#### Stated problem
Repeat only the lines from the one holding "Guideline: for each instance of the wooden post, imagine" down to the last line of the listing below, including both of those lines.

#### Provided records
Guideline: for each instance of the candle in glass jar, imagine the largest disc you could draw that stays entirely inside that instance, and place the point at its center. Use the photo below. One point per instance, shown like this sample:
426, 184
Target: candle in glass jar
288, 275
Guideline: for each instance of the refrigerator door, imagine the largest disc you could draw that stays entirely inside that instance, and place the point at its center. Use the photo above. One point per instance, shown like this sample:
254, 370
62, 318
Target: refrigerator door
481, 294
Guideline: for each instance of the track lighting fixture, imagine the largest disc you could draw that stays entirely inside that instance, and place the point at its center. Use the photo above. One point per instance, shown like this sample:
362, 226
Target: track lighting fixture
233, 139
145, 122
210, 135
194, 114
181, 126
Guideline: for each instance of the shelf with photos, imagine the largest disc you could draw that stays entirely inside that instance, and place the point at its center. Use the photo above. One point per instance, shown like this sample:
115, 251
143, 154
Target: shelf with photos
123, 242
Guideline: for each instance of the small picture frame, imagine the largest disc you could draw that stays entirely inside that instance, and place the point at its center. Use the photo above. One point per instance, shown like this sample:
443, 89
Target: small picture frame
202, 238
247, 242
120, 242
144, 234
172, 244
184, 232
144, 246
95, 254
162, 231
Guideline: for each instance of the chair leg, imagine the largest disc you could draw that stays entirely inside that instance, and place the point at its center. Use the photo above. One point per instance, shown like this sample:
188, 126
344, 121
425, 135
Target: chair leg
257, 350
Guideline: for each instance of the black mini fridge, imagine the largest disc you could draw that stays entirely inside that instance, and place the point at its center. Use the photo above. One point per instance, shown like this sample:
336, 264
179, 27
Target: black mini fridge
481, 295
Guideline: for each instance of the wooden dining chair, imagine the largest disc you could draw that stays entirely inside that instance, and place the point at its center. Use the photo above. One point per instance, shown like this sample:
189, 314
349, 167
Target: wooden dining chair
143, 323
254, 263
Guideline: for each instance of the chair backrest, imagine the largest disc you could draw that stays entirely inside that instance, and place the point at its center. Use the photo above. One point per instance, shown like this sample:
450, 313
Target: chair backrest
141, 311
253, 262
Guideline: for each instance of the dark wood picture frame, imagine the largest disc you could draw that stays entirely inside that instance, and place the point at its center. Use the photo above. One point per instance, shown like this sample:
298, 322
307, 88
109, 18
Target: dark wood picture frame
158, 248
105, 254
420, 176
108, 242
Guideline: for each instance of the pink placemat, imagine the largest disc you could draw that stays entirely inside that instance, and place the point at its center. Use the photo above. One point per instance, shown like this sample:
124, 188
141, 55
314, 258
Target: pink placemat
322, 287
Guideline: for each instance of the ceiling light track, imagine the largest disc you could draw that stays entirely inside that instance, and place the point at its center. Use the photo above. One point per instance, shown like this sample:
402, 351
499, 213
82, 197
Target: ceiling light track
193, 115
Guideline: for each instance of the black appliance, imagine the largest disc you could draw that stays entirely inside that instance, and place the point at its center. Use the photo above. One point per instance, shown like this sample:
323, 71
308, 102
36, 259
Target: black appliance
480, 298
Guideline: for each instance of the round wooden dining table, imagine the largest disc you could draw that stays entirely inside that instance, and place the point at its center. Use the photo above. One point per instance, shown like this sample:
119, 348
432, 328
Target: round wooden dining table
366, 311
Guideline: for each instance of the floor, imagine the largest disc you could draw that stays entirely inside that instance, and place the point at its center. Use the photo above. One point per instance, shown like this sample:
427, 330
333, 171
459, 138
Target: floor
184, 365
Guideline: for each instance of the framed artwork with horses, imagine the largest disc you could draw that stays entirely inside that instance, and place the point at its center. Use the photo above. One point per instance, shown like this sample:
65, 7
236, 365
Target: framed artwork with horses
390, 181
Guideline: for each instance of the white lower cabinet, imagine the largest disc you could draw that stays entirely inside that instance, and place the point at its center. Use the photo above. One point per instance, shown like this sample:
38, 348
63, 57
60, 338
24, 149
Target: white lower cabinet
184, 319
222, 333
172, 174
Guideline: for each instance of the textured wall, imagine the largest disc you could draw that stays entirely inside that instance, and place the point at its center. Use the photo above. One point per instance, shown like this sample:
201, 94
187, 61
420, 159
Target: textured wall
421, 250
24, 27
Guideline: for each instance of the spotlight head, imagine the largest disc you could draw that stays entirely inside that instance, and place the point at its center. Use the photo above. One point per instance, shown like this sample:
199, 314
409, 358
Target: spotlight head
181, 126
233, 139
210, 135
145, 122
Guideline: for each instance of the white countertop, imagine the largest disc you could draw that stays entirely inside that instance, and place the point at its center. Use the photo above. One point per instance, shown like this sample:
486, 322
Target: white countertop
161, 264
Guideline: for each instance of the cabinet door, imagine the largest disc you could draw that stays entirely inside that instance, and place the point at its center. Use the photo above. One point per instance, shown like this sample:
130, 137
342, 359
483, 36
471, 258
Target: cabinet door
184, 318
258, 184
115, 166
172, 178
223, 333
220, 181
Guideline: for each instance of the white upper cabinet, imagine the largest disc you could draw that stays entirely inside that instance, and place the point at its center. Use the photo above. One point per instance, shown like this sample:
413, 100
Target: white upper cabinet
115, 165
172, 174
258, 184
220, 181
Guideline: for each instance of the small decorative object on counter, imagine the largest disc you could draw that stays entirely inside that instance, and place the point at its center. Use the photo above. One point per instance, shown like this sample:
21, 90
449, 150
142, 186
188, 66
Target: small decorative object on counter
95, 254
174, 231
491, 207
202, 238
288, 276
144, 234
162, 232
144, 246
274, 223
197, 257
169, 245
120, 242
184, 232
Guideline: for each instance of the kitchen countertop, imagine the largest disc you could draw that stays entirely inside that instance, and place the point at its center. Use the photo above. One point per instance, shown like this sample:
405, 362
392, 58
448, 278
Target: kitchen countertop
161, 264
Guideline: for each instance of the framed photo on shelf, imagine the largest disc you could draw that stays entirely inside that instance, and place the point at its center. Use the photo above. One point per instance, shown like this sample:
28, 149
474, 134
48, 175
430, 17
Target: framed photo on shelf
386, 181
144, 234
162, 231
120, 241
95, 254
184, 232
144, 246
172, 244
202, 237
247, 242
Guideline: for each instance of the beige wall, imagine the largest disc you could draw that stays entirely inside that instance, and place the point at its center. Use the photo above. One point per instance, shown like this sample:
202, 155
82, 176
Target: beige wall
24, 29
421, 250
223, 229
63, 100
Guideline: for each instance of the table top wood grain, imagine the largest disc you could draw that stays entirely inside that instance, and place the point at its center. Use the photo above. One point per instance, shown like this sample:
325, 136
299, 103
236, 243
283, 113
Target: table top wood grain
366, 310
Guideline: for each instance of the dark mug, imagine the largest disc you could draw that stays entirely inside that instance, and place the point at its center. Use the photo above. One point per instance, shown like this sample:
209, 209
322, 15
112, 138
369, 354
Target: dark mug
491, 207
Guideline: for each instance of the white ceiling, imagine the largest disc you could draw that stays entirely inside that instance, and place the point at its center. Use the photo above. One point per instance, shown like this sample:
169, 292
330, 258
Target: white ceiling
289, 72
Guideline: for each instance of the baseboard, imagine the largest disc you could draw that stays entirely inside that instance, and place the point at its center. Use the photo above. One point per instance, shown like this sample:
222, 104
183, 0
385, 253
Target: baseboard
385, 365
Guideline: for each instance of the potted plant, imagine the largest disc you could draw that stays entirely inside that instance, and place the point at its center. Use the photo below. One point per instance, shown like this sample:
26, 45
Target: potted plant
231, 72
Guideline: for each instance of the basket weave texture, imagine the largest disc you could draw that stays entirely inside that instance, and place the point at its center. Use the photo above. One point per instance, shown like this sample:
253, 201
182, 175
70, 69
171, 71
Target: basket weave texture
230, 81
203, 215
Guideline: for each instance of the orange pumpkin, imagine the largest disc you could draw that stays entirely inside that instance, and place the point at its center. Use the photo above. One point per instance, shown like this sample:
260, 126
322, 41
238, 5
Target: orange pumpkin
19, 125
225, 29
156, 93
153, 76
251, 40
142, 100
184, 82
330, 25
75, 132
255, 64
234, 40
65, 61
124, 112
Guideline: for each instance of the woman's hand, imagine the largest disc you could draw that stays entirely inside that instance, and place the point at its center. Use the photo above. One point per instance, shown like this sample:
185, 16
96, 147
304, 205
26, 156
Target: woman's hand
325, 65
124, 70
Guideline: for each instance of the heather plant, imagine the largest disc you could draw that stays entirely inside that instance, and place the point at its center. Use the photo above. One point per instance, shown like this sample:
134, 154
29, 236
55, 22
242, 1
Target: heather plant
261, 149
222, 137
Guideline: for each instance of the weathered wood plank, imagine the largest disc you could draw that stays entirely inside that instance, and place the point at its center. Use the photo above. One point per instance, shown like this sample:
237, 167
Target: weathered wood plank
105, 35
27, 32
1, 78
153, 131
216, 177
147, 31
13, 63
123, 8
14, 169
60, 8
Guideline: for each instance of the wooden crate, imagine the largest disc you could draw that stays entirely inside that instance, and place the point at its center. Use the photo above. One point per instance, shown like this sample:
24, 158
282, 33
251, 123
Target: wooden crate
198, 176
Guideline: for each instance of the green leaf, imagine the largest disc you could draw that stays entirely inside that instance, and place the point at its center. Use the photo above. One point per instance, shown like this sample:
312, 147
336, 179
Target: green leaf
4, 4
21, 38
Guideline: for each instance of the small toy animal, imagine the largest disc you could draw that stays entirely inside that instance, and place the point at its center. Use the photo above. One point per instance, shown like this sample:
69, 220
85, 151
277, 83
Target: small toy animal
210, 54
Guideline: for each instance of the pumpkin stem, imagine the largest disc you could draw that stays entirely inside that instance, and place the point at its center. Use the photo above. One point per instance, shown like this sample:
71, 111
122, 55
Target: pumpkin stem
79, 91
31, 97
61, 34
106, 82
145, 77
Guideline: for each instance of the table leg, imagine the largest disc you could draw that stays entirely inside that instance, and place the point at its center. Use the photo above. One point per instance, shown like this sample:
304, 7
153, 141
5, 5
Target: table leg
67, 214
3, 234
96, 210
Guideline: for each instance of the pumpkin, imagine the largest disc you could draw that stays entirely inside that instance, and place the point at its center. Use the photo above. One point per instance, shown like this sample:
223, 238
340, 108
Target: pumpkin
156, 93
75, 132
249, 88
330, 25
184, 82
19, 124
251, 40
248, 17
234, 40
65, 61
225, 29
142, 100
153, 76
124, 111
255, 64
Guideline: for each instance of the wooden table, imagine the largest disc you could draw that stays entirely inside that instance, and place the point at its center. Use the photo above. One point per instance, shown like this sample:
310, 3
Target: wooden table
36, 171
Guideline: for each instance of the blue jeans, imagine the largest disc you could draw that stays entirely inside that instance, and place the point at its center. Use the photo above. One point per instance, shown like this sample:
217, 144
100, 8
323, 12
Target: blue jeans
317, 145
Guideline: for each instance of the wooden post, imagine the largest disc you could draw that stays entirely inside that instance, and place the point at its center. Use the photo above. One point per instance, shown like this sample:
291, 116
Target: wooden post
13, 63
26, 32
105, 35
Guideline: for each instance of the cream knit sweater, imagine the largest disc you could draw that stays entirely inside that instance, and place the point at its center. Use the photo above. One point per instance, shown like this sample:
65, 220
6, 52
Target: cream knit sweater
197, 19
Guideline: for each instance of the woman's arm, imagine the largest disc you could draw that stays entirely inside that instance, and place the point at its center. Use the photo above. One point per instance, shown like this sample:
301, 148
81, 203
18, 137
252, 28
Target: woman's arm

#### Task answer
Guideline: for each instance of the wooden post, imagine the largest disc you could draw that stays entirely inside that instance, and place the point at its center. Use the photo above. One point per instance, shown like this sample:
291, 116
Target: wooden post
13, 63
26, 32
105, 35
Guideline: for each instance of the cream knit sweater, imagine the largest disc you could draw that stays entirely inside that instance, and place the point at its center. Use the photo above. One point per instance, shown like this sample:
65, 220
6, 52
Target: cream knit sweater
197, 19
Guideline: for each instance of the woman's arm, imagine the largest disc you could draw that stays entirely inside that instance, and place the point at its center. Use the photo above. One point per instance, shown like this sample:
301, 148
81, 203
18, 137
252, 28
Target: woman's arm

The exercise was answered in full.